[Begin INPUT DATA]

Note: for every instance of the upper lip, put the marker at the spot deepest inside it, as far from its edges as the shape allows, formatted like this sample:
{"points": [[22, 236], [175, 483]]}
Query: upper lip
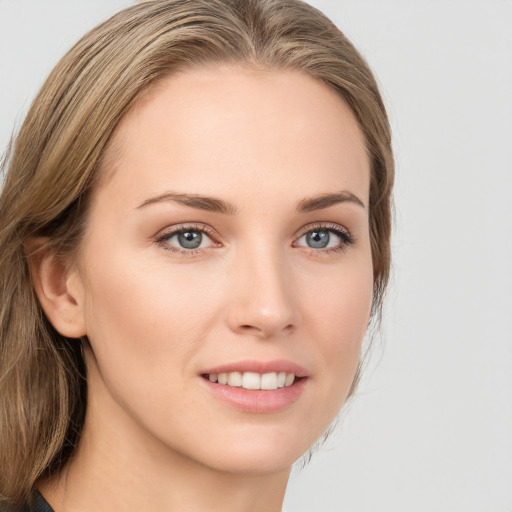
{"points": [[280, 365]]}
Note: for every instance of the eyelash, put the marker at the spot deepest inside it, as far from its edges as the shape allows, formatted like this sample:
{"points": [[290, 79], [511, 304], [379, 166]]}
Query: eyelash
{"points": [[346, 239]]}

[End INPUT DATA]
[Begin INPUT DATA]

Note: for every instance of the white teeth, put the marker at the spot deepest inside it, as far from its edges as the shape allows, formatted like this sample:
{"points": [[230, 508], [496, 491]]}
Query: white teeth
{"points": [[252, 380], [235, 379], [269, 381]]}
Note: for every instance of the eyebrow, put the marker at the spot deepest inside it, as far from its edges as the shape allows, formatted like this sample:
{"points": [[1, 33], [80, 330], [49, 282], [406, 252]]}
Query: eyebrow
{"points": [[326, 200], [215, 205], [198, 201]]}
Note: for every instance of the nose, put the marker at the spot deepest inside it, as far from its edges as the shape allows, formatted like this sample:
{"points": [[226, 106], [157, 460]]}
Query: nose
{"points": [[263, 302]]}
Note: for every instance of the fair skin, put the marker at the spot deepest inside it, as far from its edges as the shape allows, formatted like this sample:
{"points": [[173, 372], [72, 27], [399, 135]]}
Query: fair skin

[End INPUT DATA]
[Begin INPUT DATA]

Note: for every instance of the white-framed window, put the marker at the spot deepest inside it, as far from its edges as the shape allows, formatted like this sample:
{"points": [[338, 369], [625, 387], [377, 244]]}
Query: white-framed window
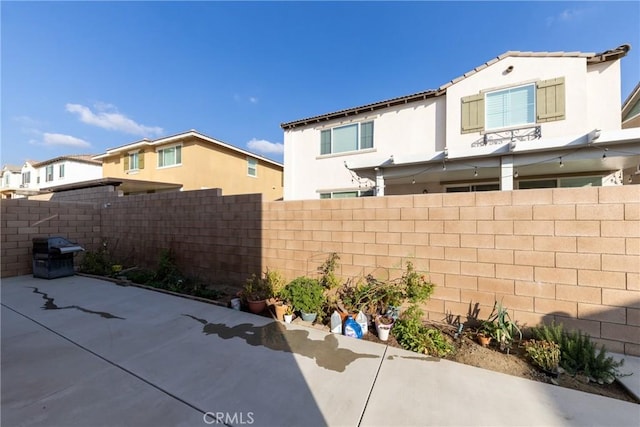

[End INPUT DATA]

● **YOUR GOAL**
Rewrite the stretch of material from the line containing "Note: for every instance of the white teeth, put" through the line containing "Query: fair skin", swapping every "marker" for "dot" and leaving everything else untouched.

● **FINAL RESULT**
Note: for every instance of the white teeth, put the dot at the spot deepest inside it, as far from its edges as the shape allows, formatted like this sample:
{"points": [[230, 508], [496, 491]]}
Query: white teeth
{"points": [[252, 380], [235, 379], [269, 381]]}
Note: for every instance of the eyebrow, put the dot at the spot deepest inside it, as far from its edges as the shape allows, formatted like this sample:
{"points": [[1, 33], [80, 330], [49, 282], [406, 252]]}
Query: eyebrow
{"points": [[326, 200], [215, 205], [198, 201]]}
Note: for every instance of the nose, put the dot at the spot deepest inside it, as far from its edges as the shape allows, formatted like this sample:
{"points": [[226, 106], [157, 460]]}
Query: nose
{"points": [[263, 302]]}
Note: for every instance of the fair skin, put the dot at the spot deepest inside it, as far from its edges as the shape allows, formatted like this sample:
{"points": [[173, 372], [72, 27], [399, 135]]}
Query: fair skin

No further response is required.